:: DATA PROVIDED
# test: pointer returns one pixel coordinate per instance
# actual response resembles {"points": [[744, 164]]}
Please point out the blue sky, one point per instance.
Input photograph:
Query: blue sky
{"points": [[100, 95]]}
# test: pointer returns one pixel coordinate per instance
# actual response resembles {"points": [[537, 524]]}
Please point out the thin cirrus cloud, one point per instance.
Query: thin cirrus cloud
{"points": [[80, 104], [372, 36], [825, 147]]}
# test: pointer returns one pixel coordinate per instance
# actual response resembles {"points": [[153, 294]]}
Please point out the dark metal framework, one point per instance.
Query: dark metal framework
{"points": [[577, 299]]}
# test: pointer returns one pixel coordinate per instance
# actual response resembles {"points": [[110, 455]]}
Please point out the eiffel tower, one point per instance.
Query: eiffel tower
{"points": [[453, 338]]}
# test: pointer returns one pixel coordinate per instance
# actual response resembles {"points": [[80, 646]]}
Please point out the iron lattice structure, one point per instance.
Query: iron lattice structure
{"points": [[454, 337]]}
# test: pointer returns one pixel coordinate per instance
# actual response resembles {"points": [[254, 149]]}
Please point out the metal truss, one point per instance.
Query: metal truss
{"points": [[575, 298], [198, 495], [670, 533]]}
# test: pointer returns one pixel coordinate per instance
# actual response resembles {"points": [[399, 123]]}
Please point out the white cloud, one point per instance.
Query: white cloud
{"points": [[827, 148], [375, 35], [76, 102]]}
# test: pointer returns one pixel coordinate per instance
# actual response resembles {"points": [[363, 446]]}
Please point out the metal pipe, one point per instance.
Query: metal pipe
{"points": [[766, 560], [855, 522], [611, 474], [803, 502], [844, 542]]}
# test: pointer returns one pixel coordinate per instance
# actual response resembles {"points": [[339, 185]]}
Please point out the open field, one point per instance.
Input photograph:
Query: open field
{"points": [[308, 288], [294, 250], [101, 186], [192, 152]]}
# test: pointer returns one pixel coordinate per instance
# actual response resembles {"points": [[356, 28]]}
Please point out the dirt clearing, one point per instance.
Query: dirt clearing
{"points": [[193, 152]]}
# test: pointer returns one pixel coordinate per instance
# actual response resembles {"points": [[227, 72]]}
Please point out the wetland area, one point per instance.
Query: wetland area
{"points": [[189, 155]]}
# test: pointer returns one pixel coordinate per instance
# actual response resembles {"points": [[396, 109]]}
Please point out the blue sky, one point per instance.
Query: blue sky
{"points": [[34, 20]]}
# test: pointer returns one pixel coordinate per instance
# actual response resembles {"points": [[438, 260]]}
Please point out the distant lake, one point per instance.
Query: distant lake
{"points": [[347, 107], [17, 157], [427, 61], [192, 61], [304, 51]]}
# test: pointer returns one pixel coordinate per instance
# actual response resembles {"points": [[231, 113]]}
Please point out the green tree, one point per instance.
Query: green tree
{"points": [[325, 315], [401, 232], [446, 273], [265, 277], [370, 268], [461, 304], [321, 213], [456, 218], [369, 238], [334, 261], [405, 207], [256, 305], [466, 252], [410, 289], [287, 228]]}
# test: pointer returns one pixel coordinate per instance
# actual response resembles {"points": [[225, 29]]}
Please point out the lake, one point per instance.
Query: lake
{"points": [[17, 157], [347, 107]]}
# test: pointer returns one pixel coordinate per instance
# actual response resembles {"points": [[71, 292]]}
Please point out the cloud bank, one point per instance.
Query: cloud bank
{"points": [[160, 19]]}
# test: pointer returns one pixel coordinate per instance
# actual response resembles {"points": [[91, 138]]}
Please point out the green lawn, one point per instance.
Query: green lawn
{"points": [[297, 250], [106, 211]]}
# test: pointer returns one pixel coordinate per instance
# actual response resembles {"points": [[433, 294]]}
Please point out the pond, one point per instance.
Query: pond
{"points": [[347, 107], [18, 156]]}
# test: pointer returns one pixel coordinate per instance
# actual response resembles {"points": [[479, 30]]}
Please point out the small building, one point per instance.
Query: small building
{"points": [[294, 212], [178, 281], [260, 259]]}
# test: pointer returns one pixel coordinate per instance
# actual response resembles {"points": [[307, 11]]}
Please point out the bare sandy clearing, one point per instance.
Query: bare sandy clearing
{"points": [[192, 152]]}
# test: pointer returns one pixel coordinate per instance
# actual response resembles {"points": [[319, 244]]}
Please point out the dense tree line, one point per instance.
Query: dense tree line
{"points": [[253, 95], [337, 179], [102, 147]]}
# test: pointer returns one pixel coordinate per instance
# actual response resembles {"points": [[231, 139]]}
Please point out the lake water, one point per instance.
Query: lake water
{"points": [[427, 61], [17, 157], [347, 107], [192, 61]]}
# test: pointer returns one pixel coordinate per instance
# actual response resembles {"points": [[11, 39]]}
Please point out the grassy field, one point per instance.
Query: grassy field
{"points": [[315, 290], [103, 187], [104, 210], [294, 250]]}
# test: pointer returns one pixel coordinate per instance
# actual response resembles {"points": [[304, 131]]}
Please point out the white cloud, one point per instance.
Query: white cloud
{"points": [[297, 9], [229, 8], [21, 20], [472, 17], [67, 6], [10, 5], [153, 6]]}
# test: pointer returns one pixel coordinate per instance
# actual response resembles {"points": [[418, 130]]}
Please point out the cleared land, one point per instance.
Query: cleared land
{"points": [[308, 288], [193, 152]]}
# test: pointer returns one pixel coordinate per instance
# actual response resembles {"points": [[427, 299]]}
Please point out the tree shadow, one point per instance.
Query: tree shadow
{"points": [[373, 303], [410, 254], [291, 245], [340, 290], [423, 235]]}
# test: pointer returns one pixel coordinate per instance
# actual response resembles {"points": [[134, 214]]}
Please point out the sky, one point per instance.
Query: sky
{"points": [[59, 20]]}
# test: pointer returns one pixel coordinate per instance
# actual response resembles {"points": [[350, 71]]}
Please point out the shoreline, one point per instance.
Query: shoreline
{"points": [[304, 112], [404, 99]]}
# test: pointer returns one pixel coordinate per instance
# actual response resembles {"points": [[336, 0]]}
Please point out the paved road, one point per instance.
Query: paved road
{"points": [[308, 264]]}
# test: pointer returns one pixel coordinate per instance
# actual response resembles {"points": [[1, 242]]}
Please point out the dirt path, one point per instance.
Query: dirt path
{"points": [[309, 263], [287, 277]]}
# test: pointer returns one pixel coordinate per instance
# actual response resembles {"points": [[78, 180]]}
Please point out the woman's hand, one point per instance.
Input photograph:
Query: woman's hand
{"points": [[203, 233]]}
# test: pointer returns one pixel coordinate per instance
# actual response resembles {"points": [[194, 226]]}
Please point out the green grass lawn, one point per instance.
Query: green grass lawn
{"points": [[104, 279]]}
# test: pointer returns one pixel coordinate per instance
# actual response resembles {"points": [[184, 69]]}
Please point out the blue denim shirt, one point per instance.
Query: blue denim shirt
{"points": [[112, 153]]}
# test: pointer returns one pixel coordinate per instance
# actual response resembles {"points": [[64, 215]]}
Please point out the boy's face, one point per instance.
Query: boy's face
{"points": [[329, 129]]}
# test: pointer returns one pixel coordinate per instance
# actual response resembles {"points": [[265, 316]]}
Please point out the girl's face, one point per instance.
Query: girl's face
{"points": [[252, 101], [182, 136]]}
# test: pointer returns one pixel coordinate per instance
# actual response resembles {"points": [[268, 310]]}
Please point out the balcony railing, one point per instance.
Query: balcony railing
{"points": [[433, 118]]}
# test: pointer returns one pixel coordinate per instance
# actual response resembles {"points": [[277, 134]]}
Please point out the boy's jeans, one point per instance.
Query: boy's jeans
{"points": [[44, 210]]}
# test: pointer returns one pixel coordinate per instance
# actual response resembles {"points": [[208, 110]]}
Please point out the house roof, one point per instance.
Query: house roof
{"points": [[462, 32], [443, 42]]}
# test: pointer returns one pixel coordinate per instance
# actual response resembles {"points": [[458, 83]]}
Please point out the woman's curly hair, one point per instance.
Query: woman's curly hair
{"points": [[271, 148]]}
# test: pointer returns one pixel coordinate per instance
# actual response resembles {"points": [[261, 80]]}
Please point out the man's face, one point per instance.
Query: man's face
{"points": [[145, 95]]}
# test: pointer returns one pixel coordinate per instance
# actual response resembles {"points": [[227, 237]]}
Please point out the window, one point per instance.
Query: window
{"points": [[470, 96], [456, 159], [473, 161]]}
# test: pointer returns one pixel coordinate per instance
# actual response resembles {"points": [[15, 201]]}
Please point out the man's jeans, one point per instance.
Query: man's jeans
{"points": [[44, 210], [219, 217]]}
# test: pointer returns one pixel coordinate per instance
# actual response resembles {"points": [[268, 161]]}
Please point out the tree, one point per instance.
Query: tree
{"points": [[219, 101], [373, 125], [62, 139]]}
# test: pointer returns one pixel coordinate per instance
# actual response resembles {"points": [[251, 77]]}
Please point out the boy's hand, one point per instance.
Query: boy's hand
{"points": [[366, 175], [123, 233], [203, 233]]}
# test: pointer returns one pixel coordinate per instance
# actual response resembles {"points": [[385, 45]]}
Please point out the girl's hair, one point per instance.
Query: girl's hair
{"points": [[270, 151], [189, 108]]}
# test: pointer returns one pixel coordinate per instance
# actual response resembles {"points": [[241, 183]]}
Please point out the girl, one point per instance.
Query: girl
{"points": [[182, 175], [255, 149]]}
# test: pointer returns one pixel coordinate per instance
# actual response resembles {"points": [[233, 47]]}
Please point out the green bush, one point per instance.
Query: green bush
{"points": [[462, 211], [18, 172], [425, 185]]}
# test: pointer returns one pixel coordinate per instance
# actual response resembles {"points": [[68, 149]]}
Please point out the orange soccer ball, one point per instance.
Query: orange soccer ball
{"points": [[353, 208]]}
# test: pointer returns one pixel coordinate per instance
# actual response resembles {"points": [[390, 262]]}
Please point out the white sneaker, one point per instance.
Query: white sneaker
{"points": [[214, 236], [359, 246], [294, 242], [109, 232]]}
::::
Find every line in the records that contains the string "distant" and copy each one out.

Please point out the distant lake, one point per instance.
Query: distant lake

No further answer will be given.